■ Excerpt
Hi, I've been away for a few weeks, so it's nice to see you're still comming up with ideas :lol: 

As you say there are many ways to do the clamping but this has to be about the cheapest I've seen.

On my trip I did buy one of those 'vice wrench' type clamps for use with various jigs or on a drill table but to be honest I could have made about a hundred of yours for what I paid  

Hope you are well, look forward to seeing more 'ideas' from you


----------



## Niki (10 Nov 2007)

Thank you Losos

If you bought tools on your trip, it means, that you had a good trip around the EU.

We are ok here and, I believe like you guys there, preparing ourselves for the "white" winter.

Best Regards
niki


----------



## Fecn (10 Nov 2007)

Niki, I've been planning on some clamps very similar to that for my CNC machine - Have you thought about replacing the hole through the clamp with a slot which would allow you to adjust the clamp back and forth.


----------



## Niki (11 Nov 2007)

Fecn
No, I did not but, I think that it's great idea and I'm going to make it tomorrow

Thanks
niki


----------



## Losos (11 Nov 2007)

Niki":19f8bqr6 said:


> _We are ok here and, I believe like you guys there, preparing ourselves for the "white" winter_.



Yes, it came today :roll: Started this morning and hasn't stopped yet up to about 20cms. so far (About 8 inches for those still using Imperial rulers :lol: )

And we had a power cut today, surprisingly these are quite rare but there has been a few recently so I'm considering a little standbye generator 8)

■ Set problem 1
Reproduce the passage of the forum thread starting at "## Losos (11" and ending at "rulers :lol: )", word for word.

■ Record extracts
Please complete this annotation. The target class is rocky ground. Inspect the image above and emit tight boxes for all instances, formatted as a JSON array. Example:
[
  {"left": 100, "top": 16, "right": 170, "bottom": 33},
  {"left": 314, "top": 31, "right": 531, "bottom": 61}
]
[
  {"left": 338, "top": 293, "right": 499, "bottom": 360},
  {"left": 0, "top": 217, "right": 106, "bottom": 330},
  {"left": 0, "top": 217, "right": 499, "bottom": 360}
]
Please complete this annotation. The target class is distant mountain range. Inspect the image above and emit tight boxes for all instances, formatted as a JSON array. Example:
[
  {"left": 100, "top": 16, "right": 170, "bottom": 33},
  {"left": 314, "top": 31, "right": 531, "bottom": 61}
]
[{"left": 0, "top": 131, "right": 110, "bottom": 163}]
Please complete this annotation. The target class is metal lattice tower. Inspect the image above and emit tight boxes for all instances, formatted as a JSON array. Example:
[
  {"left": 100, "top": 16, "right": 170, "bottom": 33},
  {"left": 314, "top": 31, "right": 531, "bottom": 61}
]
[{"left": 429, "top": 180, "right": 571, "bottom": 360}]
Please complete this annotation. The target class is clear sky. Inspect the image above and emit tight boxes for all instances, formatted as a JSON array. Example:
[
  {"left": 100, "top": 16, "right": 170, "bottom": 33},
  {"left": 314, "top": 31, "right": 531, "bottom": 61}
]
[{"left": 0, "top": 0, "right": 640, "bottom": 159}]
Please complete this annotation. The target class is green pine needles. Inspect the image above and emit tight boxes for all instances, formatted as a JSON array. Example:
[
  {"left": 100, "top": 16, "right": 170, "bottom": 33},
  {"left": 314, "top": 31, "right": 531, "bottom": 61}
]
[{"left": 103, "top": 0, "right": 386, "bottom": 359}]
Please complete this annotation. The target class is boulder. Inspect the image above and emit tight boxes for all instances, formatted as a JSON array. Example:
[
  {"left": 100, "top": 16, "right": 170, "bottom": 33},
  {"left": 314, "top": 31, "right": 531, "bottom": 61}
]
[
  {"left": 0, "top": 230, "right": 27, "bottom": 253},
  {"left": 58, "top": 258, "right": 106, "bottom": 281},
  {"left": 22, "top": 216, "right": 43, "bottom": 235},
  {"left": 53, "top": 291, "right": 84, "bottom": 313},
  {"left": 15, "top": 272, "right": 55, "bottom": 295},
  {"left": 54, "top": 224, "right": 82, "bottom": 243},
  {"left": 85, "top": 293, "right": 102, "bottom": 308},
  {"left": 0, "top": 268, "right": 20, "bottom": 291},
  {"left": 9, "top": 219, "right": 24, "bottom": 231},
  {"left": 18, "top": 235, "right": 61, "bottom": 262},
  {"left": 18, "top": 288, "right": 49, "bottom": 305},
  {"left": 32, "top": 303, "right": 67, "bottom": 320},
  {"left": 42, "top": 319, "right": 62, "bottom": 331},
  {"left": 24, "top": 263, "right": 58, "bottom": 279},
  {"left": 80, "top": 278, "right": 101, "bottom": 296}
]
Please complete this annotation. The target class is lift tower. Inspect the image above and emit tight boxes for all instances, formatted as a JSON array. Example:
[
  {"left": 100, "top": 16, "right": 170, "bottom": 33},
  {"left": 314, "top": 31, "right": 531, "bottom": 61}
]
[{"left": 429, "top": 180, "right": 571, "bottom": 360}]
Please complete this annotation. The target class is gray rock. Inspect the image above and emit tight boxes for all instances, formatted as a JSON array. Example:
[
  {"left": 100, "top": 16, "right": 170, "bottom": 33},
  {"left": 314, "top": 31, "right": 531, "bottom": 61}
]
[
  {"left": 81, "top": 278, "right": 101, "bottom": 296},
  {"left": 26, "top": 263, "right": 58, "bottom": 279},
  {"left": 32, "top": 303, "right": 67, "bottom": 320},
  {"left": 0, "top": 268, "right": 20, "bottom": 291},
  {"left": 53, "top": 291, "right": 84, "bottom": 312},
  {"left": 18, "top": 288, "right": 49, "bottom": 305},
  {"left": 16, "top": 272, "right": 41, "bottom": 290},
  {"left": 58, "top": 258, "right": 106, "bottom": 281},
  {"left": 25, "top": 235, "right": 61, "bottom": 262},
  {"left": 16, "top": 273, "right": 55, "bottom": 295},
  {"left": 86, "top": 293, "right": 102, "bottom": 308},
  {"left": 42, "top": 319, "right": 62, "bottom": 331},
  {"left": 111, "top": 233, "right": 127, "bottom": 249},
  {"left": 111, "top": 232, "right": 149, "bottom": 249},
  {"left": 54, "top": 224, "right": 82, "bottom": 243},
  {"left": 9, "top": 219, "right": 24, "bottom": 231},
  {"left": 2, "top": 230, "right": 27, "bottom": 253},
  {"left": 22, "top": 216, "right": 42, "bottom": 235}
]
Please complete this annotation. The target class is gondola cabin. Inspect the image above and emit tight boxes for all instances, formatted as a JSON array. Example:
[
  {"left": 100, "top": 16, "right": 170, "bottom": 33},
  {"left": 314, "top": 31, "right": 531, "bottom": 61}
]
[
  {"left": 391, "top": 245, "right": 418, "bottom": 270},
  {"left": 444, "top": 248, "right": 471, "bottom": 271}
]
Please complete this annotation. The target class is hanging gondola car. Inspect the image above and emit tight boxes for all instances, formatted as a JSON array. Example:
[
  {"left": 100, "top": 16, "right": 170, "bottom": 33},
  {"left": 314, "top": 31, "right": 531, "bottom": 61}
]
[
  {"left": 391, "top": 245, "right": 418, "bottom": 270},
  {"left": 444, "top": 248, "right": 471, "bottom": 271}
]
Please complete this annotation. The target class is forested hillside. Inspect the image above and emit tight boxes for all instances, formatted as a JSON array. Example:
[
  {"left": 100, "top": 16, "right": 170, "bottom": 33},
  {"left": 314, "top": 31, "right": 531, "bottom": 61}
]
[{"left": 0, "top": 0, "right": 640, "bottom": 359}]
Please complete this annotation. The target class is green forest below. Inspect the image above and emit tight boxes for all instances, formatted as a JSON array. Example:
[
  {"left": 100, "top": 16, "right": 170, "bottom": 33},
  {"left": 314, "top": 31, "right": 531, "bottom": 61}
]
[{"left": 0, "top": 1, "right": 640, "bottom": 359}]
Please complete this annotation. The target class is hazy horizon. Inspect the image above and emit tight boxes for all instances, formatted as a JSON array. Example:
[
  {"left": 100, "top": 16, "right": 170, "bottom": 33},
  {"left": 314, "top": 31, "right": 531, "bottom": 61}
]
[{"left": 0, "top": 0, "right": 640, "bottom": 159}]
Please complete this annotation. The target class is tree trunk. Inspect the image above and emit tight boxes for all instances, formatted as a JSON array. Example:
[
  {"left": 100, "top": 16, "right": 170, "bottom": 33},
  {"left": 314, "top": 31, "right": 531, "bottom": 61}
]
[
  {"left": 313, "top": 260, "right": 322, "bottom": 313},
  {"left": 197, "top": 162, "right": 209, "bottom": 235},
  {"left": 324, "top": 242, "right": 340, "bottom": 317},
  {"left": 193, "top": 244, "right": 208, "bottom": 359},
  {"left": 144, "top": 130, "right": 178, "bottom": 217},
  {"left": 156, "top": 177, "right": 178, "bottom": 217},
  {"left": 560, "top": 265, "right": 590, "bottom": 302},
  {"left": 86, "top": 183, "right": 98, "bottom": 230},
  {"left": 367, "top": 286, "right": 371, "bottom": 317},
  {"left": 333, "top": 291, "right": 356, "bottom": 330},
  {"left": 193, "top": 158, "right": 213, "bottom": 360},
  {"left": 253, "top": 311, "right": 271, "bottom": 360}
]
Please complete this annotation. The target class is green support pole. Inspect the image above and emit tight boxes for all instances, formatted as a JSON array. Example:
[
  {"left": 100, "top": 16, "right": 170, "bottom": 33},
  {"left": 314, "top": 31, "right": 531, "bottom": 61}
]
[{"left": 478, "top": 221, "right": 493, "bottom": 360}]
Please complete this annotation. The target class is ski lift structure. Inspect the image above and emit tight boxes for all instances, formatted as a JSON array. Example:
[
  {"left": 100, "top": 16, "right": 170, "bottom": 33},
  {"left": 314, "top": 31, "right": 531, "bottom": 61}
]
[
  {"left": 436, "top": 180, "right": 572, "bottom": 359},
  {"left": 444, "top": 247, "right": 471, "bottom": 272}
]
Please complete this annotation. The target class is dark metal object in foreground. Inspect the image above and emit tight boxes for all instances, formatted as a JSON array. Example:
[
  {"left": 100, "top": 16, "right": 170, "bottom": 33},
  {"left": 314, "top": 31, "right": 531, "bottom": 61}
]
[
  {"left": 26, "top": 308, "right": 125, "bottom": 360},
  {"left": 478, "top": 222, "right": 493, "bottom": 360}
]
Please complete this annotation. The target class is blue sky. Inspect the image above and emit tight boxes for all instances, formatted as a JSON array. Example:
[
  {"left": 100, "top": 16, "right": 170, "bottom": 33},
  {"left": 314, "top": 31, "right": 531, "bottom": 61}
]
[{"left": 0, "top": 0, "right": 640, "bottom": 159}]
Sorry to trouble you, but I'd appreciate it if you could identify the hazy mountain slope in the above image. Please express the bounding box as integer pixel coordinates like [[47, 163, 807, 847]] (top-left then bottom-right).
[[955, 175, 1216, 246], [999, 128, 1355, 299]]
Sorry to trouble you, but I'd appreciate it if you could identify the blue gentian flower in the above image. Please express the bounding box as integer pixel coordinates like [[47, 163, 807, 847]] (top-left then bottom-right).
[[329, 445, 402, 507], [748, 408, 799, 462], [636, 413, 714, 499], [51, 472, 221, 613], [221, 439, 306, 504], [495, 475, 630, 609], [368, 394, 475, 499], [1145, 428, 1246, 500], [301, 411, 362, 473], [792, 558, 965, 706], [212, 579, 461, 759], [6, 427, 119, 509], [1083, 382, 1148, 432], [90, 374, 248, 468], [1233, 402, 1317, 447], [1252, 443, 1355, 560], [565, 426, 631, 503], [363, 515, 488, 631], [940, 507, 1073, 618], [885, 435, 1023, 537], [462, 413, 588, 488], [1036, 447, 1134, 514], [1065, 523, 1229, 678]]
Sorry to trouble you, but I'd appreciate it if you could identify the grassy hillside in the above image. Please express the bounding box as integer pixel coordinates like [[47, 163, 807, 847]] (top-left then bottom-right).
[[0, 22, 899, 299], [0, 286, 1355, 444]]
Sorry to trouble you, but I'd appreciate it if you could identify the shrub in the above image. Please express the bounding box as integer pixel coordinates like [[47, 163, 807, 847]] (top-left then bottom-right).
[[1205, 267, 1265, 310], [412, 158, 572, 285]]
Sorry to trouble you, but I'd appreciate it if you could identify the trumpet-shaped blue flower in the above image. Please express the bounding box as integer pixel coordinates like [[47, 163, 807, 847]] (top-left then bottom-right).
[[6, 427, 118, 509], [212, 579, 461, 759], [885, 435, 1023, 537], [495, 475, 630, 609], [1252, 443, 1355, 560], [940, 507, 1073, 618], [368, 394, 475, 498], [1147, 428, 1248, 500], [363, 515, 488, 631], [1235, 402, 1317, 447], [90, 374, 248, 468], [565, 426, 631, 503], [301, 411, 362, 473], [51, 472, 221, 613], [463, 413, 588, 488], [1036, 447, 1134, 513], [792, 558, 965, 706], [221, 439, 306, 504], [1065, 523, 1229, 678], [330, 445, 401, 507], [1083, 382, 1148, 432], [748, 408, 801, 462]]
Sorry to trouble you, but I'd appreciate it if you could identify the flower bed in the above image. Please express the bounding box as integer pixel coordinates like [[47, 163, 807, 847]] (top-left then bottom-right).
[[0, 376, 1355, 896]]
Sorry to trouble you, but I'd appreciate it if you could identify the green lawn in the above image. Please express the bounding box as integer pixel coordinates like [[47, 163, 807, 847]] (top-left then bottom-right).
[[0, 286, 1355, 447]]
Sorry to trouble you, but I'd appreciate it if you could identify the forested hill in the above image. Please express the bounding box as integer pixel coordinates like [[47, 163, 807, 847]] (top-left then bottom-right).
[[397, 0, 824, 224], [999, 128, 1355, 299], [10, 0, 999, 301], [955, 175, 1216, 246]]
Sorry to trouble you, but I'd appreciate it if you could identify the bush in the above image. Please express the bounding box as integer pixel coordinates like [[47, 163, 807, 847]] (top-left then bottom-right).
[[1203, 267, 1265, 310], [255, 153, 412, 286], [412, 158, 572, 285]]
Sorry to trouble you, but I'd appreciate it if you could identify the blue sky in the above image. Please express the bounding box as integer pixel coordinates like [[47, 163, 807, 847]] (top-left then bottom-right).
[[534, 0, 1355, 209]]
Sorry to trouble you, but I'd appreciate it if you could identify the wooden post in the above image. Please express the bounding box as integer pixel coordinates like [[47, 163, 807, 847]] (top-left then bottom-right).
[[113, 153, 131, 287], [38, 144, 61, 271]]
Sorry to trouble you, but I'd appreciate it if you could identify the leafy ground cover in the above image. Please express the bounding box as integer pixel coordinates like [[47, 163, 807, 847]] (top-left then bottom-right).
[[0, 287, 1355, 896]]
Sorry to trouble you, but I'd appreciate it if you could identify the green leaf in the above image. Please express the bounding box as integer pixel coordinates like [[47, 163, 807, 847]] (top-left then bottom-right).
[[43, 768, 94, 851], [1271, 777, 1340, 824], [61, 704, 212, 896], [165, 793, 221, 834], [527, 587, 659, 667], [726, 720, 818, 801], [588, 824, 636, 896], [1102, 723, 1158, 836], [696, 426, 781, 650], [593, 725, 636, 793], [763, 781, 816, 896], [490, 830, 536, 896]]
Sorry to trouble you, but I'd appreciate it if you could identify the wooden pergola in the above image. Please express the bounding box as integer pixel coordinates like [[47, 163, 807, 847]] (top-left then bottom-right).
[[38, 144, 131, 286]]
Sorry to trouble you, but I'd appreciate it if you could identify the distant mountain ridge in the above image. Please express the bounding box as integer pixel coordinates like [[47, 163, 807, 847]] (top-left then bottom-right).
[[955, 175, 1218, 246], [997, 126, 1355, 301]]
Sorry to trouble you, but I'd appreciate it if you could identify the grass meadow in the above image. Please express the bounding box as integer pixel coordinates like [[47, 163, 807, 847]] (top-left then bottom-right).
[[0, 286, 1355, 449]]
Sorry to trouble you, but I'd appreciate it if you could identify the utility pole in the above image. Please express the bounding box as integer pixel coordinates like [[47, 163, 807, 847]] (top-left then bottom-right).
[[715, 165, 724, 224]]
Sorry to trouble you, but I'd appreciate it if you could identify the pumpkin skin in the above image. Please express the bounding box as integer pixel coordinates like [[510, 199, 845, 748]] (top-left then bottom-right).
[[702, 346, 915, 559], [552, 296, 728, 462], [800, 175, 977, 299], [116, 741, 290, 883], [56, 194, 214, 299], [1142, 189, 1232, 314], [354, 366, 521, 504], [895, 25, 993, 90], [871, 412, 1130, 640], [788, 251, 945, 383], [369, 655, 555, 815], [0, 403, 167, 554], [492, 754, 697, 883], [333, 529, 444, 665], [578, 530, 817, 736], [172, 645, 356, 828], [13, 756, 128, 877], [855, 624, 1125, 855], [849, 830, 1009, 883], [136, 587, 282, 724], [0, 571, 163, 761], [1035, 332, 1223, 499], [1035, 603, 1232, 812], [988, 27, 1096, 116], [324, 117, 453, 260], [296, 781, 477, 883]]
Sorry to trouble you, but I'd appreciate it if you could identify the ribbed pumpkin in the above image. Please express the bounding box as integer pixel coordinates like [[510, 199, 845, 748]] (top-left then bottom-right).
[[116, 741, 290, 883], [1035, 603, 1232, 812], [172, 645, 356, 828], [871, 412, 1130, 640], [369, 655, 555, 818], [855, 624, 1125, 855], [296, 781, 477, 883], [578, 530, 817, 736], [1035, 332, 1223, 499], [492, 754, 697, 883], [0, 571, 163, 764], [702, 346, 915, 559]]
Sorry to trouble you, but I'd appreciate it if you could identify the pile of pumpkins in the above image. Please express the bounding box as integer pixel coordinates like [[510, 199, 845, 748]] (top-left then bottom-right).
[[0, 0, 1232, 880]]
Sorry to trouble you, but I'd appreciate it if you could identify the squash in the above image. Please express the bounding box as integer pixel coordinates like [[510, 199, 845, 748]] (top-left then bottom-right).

■ Set problem 2
Present as a numbered list the lines of the listing starting at the line that contains "the blue sky" and ending at the line that contains "[[113, 153, 131, 287], [38, 144, 61, 271]]", with blank lines omitted.

■ Written reply 1
## Losos (11 Nov 2007)

Niki":19f8bqr6 said:


> _We are ok here and, I believe like you guys there, preparing ourselves for the "white" winter_.



Yes, it came today :roll: Started this morning and hasn't stopped yet up to about 20cms. so far (About 8 inches for those still using Imperial rulers :lol: )

■ Written reply 2
1. Sorry to trouble you, but I'd appreciate it if you could identify the blue sky in the above image. Please express the bounding box as integer pixel coordinates like [[47, 163, 807, 847]] (top-left then bottom-right).
2. [[534, 0, 1355, 209]]
3. Sorry to trouble you, but I'd appreciate it if you could identify the wooden post in the above image. Please express the bounding box as integer pixel coordinates like [[47, 163, 807, 847]] (top-left then bottom-right).
4. [[113, 153, 131, 287], [38, 144, 61, 271]]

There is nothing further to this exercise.